## Exercise details
Turn every line of the records below into a numbered list, skipping blank lines and leaving out the pictures.

## Entries supplied
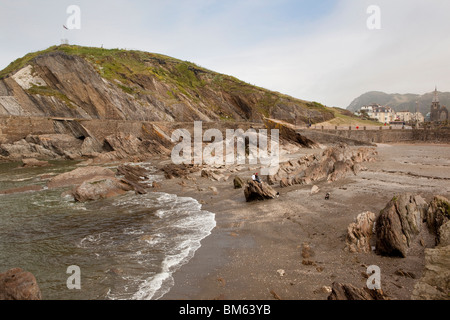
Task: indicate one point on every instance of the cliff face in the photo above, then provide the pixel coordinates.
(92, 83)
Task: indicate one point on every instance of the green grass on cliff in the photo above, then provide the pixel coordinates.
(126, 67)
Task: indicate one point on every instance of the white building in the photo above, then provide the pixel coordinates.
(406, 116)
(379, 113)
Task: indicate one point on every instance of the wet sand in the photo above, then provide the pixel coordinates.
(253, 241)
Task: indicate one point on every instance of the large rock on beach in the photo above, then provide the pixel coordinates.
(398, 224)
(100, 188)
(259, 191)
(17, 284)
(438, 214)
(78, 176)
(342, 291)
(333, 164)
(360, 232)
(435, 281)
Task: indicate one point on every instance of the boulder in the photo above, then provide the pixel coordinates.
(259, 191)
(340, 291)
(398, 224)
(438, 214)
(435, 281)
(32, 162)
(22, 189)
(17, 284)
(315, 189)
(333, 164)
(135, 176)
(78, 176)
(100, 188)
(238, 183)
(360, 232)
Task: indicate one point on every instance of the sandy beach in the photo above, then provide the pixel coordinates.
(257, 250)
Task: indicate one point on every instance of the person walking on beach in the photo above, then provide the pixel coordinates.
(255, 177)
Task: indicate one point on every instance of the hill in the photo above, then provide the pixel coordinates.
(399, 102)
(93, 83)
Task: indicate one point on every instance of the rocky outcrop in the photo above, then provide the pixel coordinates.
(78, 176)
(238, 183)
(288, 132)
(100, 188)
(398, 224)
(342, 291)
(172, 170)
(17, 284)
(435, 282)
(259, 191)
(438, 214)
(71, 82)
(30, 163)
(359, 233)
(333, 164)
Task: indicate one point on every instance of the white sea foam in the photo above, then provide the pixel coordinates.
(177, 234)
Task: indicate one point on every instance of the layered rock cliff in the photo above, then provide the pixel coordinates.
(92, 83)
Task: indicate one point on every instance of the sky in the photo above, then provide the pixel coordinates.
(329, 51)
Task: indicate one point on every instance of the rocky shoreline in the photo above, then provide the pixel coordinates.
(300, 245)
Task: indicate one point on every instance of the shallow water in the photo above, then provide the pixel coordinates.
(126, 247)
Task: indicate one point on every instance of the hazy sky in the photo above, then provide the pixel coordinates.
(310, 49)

## Solution below
1. Task: indicate one point on every instance of the cliff face in the photo above, then provide the pixel coordinates.
2. (92, 83)
3. Task: indicate one point on every instance of the green grass on cliff in the photo above, then provide the pixel coordinates.
4. (126, 67)
5. Task: indicate one point on every instance of the white building in the photo above, then provide the pixel coordinates.
6. (406, 116)
7. (379, 113)
8. Task: indicate one point on every instance of the wet sand in the photo above, then provide the pixel coordinates.
9. (253, 241)
10. Task: indicate one point on every instance of the large rock on beach in the photo above, then provide the pixel coordinates.
11. (398, 224)
12. (100, 188)
13. (259, 191)
14. (17, 284)
15. (438, 214)
16. (78, 176)
17. (342, 291)
18. (333, 164)
19. (360, 232)
20. (435, 281)
21. Task: indicate one point on every instance of the boulder in the photo above, then provide the pixel coordinates.
22. (259, 191)
23. (340, 291)
24. (398, 224)
25. (438, 214)
26. (435, 281)
27. (32, 162)
28. (22, 189)
29. (17, 284)
30. (315, 189)
31. (333, 164)
32. (135, 176)
33. (78, 176)
34. (100, 188)
35. (238, 183)
36. (360, 232)
37. Task: indicate one point on every instance of the sandy beach in the photo above, then provide the pixel coordinates.
38. (257, 250)
39. Task: indicate one point on every instance of the person walking on beach in the photo above, then provide the pixel coordinates.
40. (255, 177)
41. Task: indicate one point on every instance of the hill in the photo above, then provide the pixel coordinates.
42. (399, 102)
43. (93, 83)
44. Task: indicate one point on every instance of the rocky outcrop in the photo above, then provide the pixel coordinates.
45. (78, 176)
46. (238, 183)
47. (288, 132)
48. (100, 188)
49. (398, 224)
50. (342, 291)
51. (172, 170)
52. (17, 284)
53. (435, 282)
54. (259, 191)
55. (438, 214)
56. (71, 82)
57. (30, 163)
58. (359, 233)
59. (333, 164)
60. Task: indicate one point on every instance of the white sea foam in the photo above, then provide the pixel coordinates.
61. (177, 234)
62. Task: indicate one point on every instance of the layered rock cliff in the photo above, then provide the pixel coordinates.
63. (92, 83)
64. Task: indicate one point on every instance of the sky in the photo above, then provide the pixel coordinates.
65. (329, 51)
66. Task: indicate one point on every instance of the rocky shoreline in the photo above, then provide the pixel coordinates.
67. (300, 245)
68. Task: indicate one point on every instance of the shallow water in the photo above, then provide the pixel coordinates.
69. (126, 247)
70. Task: indicate one point on every instance of the hazy sky in the photo above, then provide the pixel coordinates.
71. (310, 49)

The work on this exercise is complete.